Part of a data file:
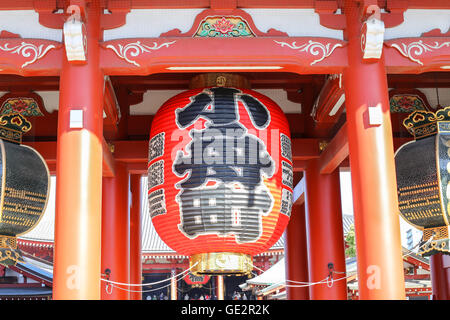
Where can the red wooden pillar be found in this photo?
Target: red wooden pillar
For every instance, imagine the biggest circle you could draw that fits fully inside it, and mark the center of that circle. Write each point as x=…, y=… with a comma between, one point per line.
x=375, y=203
x=324, y=233
x=116, y=233
x=296, y=254
x=440, y=276
x=135, y=235
x=79, y=174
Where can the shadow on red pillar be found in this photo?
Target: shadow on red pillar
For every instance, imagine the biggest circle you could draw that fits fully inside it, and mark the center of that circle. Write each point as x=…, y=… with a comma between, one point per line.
x=324, y=233
x=440, y=276
x=296, y=254
x=135, y=235
x=116, y=233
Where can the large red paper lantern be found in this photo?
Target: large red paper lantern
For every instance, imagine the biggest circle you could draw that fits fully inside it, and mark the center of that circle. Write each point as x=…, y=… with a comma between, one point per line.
x=220, y=176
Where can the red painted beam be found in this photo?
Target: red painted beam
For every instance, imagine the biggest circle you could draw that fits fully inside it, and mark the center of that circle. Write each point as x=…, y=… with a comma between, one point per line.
x=135, y=153
x=305, y=149
x=335, y=152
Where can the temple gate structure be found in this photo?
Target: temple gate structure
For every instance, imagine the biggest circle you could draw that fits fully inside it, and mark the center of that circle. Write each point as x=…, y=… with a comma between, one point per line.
x=346, y=73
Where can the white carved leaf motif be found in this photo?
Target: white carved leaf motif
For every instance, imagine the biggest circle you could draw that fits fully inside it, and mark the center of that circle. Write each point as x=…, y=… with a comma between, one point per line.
x=134, y=49
x=28, y=50
x=314, y=48
x=415, y=49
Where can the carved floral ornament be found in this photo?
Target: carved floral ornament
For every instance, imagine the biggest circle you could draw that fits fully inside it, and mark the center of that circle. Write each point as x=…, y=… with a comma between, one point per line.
x=132, y=50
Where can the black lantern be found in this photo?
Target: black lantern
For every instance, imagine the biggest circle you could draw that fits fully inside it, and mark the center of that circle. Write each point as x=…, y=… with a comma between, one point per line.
x=423, y=178
x=24, y=189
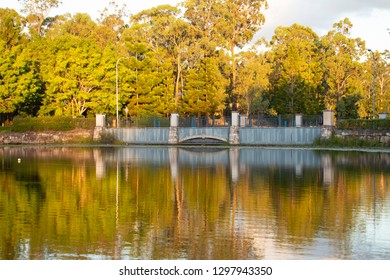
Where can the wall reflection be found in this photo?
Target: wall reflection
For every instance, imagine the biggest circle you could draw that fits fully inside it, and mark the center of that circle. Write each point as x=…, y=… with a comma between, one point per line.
x=193, y=203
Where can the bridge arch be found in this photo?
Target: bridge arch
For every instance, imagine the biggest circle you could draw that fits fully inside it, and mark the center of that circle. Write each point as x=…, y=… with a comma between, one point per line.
x=203, y=139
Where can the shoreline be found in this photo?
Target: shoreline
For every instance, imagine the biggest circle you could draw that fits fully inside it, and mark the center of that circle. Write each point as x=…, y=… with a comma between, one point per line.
x=266, y=147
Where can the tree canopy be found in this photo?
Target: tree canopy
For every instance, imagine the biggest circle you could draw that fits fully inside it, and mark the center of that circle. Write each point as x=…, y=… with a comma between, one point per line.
x=197, y=59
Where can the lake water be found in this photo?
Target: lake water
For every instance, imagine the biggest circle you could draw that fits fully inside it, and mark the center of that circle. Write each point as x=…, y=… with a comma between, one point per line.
x=193, y=203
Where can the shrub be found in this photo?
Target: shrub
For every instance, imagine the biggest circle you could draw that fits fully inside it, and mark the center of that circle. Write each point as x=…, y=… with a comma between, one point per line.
x=377, y=124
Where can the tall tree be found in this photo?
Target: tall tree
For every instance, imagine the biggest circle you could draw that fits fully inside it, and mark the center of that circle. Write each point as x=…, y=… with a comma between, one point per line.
x=341, y=55
x=11, y=27
x=253, y=80
x=238, y=22
x=297, y=74
x=168, y=32
x=204, y=90
x=21, y=88
x=37, y=12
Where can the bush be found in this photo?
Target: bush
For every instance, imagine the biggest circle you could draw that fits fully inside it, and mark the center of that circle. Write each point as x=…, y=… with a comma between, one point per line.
x=377, y=124
x=57, y=123
x=352, y=142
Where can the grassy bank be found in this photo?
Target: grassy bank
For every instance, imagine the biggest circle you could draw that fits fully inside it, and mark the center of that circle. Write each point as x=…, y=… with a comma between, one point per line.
x=338, y=142
x=24, y=124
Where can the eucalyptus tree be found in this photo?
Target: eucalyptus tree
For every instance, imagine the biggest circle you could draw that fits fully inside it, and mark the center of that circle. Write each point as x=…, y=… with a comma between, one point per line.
x=204, y=90
x=111, y=24
x=238, y=22
x=37, y=12
x=227, y=24
x=20, y=84
x=11, y=27
x=253, y=71
x=169, y=33
x=297, y=74
x=148, y=75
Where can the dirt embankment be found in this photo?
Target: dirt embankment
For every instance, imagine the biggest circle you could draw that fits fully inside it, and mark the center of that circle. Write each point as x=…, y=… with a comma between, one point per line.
x=46, y=137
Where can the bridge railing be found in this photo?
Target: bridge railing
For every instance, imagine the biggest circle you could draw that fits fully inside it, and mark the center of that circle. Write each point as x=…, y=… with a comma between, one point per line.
x=282, y=121
x=217, y=121
x=204, y=121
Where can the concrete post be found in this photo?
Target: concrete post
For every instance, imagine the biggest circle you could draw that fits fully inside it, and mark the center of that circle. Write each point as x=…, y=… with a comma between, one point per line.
x=242, y=121
x=99, y=126
x=328, y=118
x=235, y=118
x=234, y=131
x=298, y=120
x=101, y=120
x=173, y=137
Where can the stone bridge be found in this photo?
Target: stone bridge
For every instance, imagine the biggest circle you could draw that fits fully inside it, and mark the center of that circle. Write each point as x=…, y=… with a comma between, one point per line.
x=234, y=135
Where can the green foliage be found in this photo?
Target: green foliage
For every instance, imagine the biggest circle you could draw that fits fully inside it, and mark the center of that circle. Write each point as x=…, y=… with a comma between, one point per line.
x=59, y=123
x=185, y=60
x=350, y=142
x=376, y=124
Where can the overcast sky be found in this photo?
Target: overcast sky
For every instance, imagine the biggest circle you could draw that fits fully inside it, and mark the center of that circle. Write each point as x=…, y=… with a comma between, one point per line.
x=371, y=18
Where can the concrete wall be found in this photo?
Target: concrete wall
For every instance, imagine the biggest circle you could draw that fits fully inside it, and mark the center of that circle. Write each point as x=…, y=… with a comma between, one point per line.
x=279, y=136
x=248, y=136
x=141, y=135
x=216, y=132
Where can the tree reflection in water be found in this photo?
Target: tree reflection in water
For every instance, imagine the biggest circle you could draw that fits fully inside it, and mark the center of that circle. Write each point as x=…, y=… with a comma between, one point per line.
x=193, y=203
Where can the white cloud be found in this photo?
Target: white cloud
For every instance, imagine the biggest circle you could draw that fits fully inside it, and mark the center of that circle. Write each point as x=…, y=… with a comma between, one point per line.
x=370, y=18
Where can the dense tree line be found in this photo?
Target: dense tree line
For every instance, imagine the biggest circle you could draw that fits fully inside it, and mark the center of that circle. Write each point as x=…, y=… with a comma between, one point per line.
x=197, y=59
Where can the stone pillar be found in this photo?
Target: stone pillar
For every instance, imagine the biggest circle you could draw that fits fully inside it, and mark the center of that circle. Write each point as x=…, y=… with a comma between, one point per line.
x=298, y=120
x=99, y=126
x=234, y=132
x=101, y=120
x=328, y=118
x=235, y=119
x=234, y=159
x=242, y=121
x=174, y=129
x=328, y=124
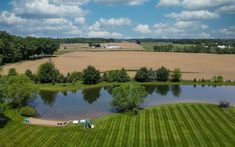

Given exercise: In everything from the start of the listing down to the line containing "x=335, y=152", change "photo" to "image" and leave the rest unchanged. Leave the pictures out of your answer.

Output below:
Where can the red wooden pillar be found in this image?
Target: red wooden pillar
For every instance, imagine the biggest circle you could draw that fits fully inside it, and mark the center of that circle. Write each point as x=…, y=… with a comma between, one point per line.
x=375, y=203
x=324, y=233
x=116, y=233
x=296, y=254
x=440, y=276
x=135, y=235
x=79, y=174
Where can the shadow on red pillar be found in this image?
Target: shadow on red pillar
For every instance, imagine the biggest circle you could draw that fits fully inside it, and mark the center of that circle. Write each point as x=…, y=… with a comma between, one point per line.
x=324, y=233
x=440, y=276
x=296, y=254
x=135, y=235
x=116, y=233
Where can the large red paper lantern be found in this image?
Target: large red paper lantern
For every instance, imagine the biggest circle you could draw that fits fully inside it, and mark the center of that circle. Write each point as x=…, y=… with a comma between, one point per line.
x=220, y=176
Where can the red painted beam be found in this image?
Target: red painted beam
For every instance, imagine the biggest circle you could draw that fits fully inside it, and mark the center of that circle. Write each point as x=…, y=… with a comma between, one point per line.
x=135, y=153
x=305, y=149
x=335, y=152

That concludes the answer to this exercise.